▶ [Text provided]:
Florida tends to be hot and humid no matter where you are, and since most games are in the summer, pack lightly. Shorts, tank tops, and t-shirts are the norm. If you did not bring a t-shirt or jersey, you can grab one with your favorite player’s name and number on it from one of the vendors at the park. And grab a hat while you are at it to keep the sun off your head and show off your Miami team colors.
While clear bags are definitely preferred at Marlins Park, they are not mandatory. No matter what kind of bag you bring, it cannot be over 16 inches and it has to be searched before entering the park. Snacks and factory sealed water bottles are allowed as long as they are not glass and are 20 ounces or less. Don’t forget your wallet with an ID, cash, and debit or credit cards for purchases.
Always bring (and drink) plenty of water while at the game. Even if you are drinking adult beverages like beer or wine, water is necessary to keep you hydrated in the Miami heat. The sun can be dangerous, so bring sunscreen and wear sunglasses to protect your eyes. At the campground, you will want to have plenty of bug spray and other critter repellents to keep the mosquitoes and ticks away.
Fans cannot cook anywhere in Marlins Park, so you don’t have to worry about that. No tailgating or camping is allowed. Luckily, the park has plenty of food to keep your appetite at bay during the game. Back at your campsite, you can cook indoors if you have utilities or outdoors on the campfire grill provided by the campground. Of course, it doesn’t hurt to be prepared with your own camp stove or BBQ pit.
You cannot go wrong eating in Miami. Not only do they have a lot of different places to eat, but there are also many different varieties of food. For example, you can choose from a Nicaraguan restaurant less than a half-mile to the south of the park, a Latin American café about a half-mile to the northwest, or a seafood place about a mile to the southwest. Further out, you will find all kinds of food choices from fine dining to fast food.
There are 32 food and beverage vendors just on the Promenade Level, seven on the Legends Level, seven on the Vista Level, and two in Sections 13 and 37. Marlins fans don’t have to wander far from their seats to find what they want. In fact, most of the common items like beer, water, soft drinks, and even hot dogs can be purchased from a vendor without even leaving the stands. But for the more uncommon items like sushi rolls and bubble waffles, you will need to walk a bit. Grab a concessions map from the park entrance or download one online to help you choose once you arrive.

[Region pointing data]
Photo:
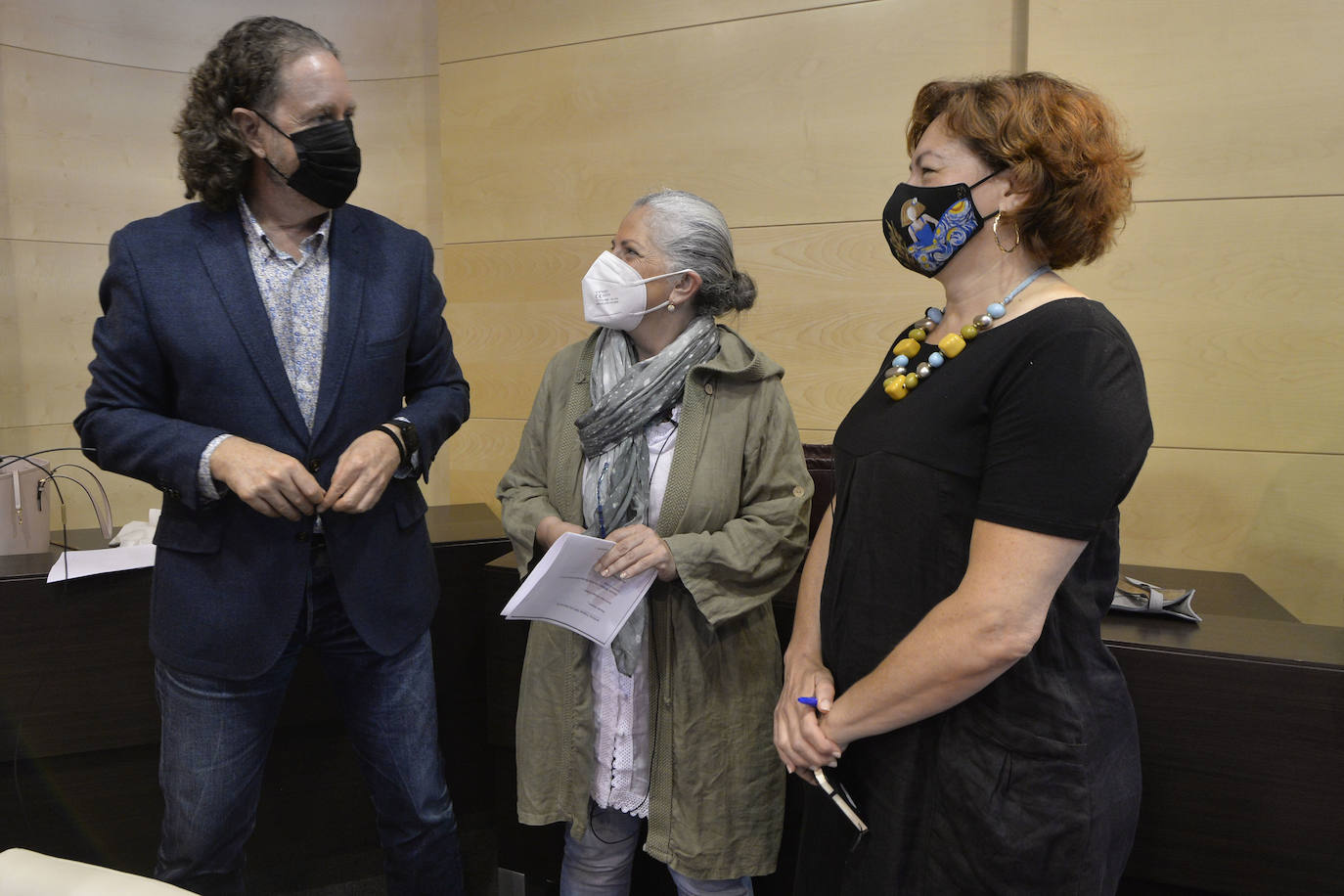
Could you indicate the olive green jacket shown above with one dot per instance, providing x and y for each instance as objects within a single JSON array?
[{"x": 736, "y": 517}]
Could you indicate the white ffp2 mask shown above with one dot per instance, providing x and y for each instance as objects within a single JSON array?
[{"x": 614, "y": 295}]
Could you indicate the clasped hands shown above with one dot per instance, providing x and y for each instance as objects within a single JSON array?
[
  {"x": 276, "y": 484},
  {"x": 800, "y": 733},
  {"x": 637, "y": 548}
]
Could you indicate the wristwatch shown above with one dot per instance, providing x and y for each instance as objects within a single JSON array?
[{"x": 410, "y": 438}]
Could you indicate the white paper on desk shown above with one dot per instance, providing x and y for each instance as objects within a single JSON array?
[
  {"x": 103, "y": 560},
  {"x": 564, "y": 590}
]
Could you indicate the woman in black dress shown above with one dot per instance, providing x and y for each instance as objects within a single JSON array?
[{"x": 948, "y": 622}]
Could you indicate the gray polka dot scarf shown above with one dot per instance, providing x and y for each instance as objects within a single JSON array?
[{"x": 626, "y": 396}]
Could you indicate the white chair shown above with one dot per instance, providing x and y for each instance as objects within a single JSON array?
[{"x": 27, "y": 874}]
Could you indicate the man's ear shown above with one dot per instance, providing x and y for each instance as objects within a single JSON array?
[{"x": 248, "y": 125}]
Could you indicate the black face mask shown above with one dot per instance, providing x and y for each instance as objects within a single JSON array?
[
  {"x": 328, "y": 161},
  {"x": 924, "y": 226}
]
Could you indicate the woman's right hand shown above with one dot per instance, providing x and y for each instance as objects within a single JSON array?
[
  {"x": 552, "y": 528},
  {"x": 797, "y": 731}
]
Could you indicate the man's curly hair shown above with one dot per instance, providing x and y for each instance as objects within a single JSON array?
[{"x": 243, "y": 70}]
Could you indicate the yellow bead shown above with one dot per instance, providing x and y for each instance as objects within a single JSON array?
[
  {"x": 906, "y": 347},
  {"x": 952, "y": 344}
]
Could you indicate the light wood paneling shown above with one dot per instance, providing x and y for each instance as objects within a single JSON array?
[
  {"x": 1230, "y": 100},
  {"x": 474, "y": 28},
  {"x": 93, "y": 148},
  {"x": 1271, "y": 516},
  {"x": 1234, "y": 309},
  {"x": 87, "y": 147},
  {"x": 397, "y": 126},
  {"x": 49, "y": 301},
  {"x": 395, "y": 42},
  {"x": 789, "y": 118},
  {"x": 481, "y": 452},
  {"x": 830, "y": 299}
]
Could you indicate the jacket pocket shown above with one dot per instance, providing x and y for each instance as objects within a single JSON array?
[
  {"x": 381, "y": 345},
  {"x": 190, "y": 533}
]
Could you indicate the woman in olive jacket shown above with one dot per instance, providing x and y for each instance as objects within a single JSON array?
[{"x": 725, "y": 538}]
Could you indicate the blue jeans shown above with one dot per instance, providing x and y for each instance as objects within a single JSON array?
[
  {"x": 216, "y": 734},
  {"x": 601, "y": 863}
]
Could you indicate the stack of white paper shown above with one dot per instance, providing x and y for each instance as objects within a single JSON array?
[{"x": 564, "y": 589}]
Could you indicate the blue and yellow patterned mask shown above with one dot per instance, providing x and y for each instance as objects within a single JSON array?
[{"x": 924, "y": 226}]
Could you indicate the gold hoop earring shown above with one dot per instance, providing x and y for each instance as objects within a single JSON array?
[{"x": 1016, "y": 237}]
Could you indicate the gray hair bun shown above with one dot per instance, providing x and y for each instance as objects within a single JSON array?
[{"x": 691, "y": 233}]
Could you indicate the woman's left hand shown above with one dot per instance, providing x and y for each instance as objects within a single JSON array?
[{"x": 637, "y": 548}]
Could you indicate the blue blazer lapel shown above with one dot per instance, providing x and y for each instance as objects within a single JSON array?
[
  {"x": 348, "y": 262},
  {"x": 223, "y": 252}
]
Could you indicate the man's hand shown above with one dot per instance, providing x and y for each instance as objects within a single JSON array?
[
  {"x": 270, "y": 482},
  {"x": 362, "y": 473}
]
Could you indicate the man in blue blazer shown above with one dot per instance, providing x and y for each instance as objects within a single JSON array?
[{"x": 277, "y": 363}]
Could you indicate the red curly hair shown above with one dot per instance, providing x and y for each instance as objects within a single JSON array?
[{"x": 1060, "y": 146}]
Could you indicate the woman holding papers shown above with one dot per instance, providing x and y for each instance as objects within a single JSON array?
[
  {"x": 671, "y": 437},
  {"x": 949, "y": 612}
]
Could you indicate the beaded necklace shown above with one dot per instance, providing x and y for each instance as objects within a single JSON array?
[{"x": 898, "y": 379}]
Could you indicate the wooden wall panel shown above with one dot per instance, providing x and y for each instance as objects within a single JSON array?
[
  {"x": 397, "y": 126},
  {"x": 94, "y": 150},
  {"x": 787, "y": 118},
  {"x": 482, "y": 450},
  {"x": 395, "y": 42},
  {"x": 49, "y": 302},
  {"x": 1271, "y": 516},
  {"x": 87, "y": 147},
  {"x": 1232, "y": 308},
  {"x": 474, "y": 28},
  {"x": 1230, "y": 100}
]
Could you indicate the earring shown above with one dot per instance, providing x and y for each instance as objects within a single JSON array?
[{"x": 1016, "y": 237}]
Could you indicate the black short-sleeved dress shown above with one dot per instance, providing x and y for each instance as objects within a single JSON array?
[{"x": 1032, "y": 784}]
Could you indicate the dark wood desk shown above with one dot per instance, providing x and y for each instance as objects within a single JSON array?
[
  {"x": 1242, "y": 727},
  {"x": 79, "y": 727}
]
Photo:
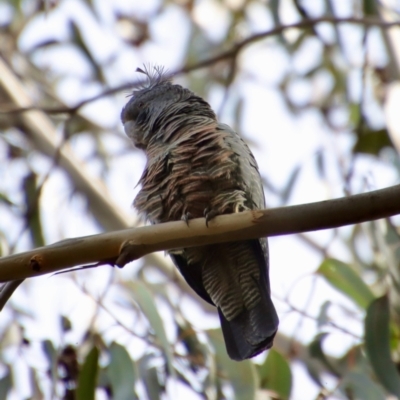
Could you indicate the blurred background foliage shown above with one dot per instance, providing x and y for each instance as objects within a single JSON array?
[{"x": 67, "y": 170}]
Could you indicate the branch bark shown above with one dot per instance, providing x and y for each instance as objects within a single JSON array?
[{"x": 120, "y": 247}]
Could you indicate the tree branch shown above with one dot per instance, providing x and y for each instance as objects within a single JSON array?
[
  {"x": 120, "y": 247},
  {"x": 226, "y": 55}
]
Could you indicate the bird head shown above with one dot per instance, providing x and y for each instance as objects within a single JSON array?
[{"x": 158, "y": 103}]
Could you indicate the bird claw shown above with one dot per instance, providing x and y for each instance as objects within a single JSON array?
[{"x": 209, "y": 215}]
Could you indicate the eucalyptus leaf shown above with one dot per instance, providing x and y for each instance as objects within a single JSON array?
[
  {"x": 121, "y": 373},
  {"x": 275, "y": 374},
  {"x": 241, "y": 375},
  {"x": 377, "y": 345},
  {"x": 145, "y": 299},
  {"x": 87, "y": 379}
]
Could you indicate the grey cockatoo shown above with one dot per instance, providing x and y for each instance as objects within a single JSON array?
[{"x": 199, "y": 167}]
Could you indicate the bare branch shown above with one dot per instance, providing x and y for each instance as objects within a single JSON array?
[
  {"x": 226, "y": 55},
  {"x": 120, "y": 247}
]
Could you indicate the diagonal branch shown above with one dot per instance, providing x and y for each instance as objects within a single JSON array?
[
  {"x": 224, "y": 55},
  {"x": 120, "y": 247}
]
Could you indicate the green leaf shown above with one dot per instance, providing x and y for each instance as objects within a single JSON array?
[
  {"x": 275, "y": 374},
  {"x": 316, "y": 351},
  {"x": 345, "y": 279},
  {"x": 359, "y": 386},
  {"x": 87, "y": 379},
  {"x": 149, "y": 377},
  {"x": 66, "y": 324},
  {"x": 33, "y": 219},
  {"x": 241, "y": 375},
  {"x": 144, "y": 297},
  {"x": 121, "y": 373},
  {"x": 377, "y": 345},
  {"x": 5, "y": 384}
]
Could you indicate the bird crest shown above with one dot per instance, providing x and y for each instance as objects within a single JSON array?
[{"x": 154, "y": 75}]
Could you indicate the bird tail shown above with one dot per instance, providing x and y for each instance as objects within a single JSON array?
[{"x": 252, "y": 331}]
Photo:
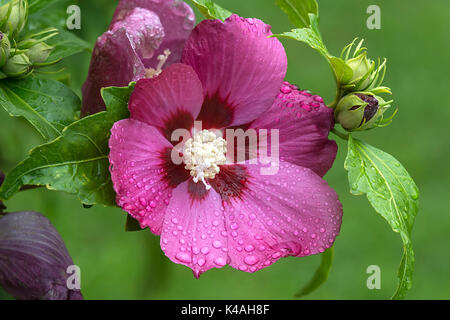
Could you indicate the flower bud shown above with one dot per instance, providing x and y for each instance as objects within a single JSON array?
[
  {"x": 5, "y": 49},
  {"x": 18, "y": 66},
  {"x": 39, "y": 52},
  {"x": 13, "y": 17},
  {"x": 34, "y": 259},
  {"x": 367, "y": 75},
  {"x": 360, "y": 111},
  {"x": 362, "y": 68}
]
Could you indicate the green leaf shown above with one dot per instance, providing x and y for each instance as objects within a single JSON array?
[
  {"x": 211, "y": 10},
  {"x": 298, "y": 11},
  {"x": 310, "y": 36},
  {"x": 76, "y": 162},
  {"x": 39, "y": 5},
  {"x": 321, "y": 274},
  {"x": 48, "y": 105},
  {"x": 392, "y": 193},
  {"x": 66, "y": 44}
]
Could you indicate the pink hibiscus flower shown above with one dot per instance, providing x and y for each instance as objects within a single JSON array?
[
  {"x": 144, "y": 36},
  {"x": 210, "y": 210}
]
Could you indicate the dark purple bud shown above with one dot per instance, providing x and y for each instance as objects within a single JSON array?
[
  {"x": 34, "y": 259},
  {"x": 372, "y": 108},
  {"x": 2, "y": 178}
]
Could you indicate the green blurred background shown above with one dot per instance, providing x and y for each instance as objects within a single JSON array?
[{"x": 414, "y": 37}]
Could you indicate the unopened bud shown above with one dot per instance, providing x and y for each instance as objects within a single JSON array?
[
  {"x": 39, "y": 52},
  {"x": 5, "y": 49},
  {"x": 17, "y": 66},
  {"x": 360, "y": 111},
  {"x": 362, "y": 68},
  {"x": 13, "y": 17}
]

▶ [Task requirements]:
(A) Sum up the Marlins Park text in two sentences.
(B) According to the Marlins Park text, how many food and beverage vendors are on the Promenade Level?
(C) Write the next paragraph of the Marlins Park text, picking up after its final sentence.
Nothing in the listing is needed here.

▶ [Responses to the tasks]:
(A) Fans going to Marlins Park in the Florida heat should dress lightly, keep any bag to 16 inches or less for the required search, and bring water, sunscreen, sunglasses, and bug spray for the campground. Cooking, tailgating, and camping aren't allowed at the park, but there is plenty of food both inside, from many vendors across its levels, and in the surrounding Miami area.

(B) 32

(C)
Security will screen you as you enter the park so be prepared for this ahead of time. Make sure you know what you can and cannot bring, get there early, and do some reading on the Marlins website to learn what to do to keep things going smoothly. You don’t want to miss the first pitch because you had to bring your fireworks or glass bottles back to the car. Miami-Dade police officers will be on hand as well if needed.
It often rains in Miami, especially during the summer months. June and September are the wettest, but you can pretty much expect a shower any day of the week, most often in the afternoons. Temperatures range from the upper 80s to lower 90s for the highs and upper 70s for the lows. Bring an umbrella and maybe a rain poncho as well as some comfortable, cool clothing. To stay updated on the local forecast, download a weather app to your phone and review it when departing for Southern Florida.
Do you need to refill a prescription? Luckily, there is a pharmacy less than a quarter-mile from the park. If you or someone with you gets ill or injured while you are at the Marlins game, there are first-aid stations in Section 306 on the Vista Level and Section 6 on the Promenade Level. There are also several hospitals and urgent care centers within a few miles of the park.